PAGE TEXT:
####################
We must admit that the sound, of itself, prompts rather a grasping movement, and visual perception the act of pointing. (Merleau-Ponty 1962, 131)

This article discusses some findings in the context of the EGM (Embodied Generative Music) project held at the Institute of Electronic Music and Acoustics IEM in Austria. In investigating a new interface that combines motion capture and sound processing software with movement improvisation and performance, my focus is on dancers’ learning processes of dwelling in the virtual sonic environment. Applying phenomenology and its concepts, I shall describe how dancers explore reversibility between sound and movement to shape this connection in an artistically expressive manner. The article proposes that dancers build bodily knowledge both of the sonic environment and of their own passive and active, intuitive and deliberated movement choices. While dwelling in a digital environment changes dancers’ habitual manners of behaving, it opens up to them new kinds of kinaesthetic opportunities of intimacy and pleasure in motion. Findings from this research are presented that reveal the importance of bodily interaction with virtual environments when developing new movement based interfaces.

Introduction

Dance practice

Dance practice requires the cofunctioning of motor and sensory modalities, particularly kinaesthesia, proprioception, tactility and body memory. Dancers’ movements interact with the organic and inorganic, the material and immaterial environment like codancers, the elasticity of the floor, music, dance themes, the audience and the moral codes of society. They also traverse boundaries to rub against the physical environment or aesthetic expectations of an audience. The new interfaces of interactive technology change these boundaries and spatial realities (Birringer 2008). It requires that dancers adopt new knowledge and skills to work with new interfaces.

The digital technology has already altered the artistic practices of contemporary dance during the last two decades. Choreographers have made dances on screens, and live performances have included projections of screen images. In the 1970s and 1980s choreographers, dancers and dance teachers began to use VHS videos as a vital means to document and promote dancers’ work. Dance training often involves the study of taped choreographies as a learning tool and visual support for the memorization of movement phrases or choreographic patterns (Birringer 2008).
####################
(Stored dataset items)
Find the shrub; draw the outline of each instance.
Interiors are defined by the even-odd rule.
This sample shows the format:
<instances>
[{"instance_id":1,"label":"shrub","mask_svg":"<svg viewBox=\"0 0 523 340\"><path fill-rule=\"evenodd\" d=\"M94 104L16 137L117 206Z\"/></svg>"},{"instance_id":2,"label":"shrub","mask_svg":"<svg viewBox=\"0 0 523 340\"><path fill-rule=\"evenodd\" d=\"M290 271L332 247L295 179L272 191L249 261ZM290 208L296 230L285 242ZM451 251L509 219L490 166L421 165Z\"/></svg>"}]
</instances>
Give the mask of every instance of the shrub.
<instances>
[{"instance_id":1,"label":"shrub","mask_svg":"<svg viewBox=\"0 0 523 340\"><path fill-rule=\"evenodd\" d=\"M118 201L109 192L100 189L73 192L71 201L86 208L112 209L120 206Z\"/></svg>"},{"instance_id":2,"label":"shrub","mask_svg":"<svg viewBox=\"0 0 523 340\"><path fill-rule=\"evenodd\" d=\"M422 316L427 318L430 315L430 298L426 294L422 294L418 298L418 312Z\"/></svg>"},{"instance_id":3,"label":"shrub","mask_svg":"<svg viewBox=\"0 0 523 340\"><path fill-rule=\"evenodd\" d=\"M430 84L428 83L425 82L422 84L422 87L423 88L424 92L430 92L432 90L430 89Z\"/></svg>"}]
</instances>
####################
ACTIONS TO TAKE:
1 > Using the article on dance and interactive sound, answer these:
(a) At which institute was the EGM project held?
(b) What do the letters EGM stand for?
(c) In which decades did choreographers, dancers and dance teachers begin to use VHS videos?
2 > Name each modality that the article on dance and interactive sound singles out as part of the cofunctioning dance practice requires.

SOLUTIONS TO EACH TASK:
1 >
(a) The Institute of Electronic Music and Acoustics IEM in Austria
(b) Embodied Generative Music
(c) The 1970s and 1980s

2 >
- Kinaesthesia
- Proprioception
- Tactility
- Body memory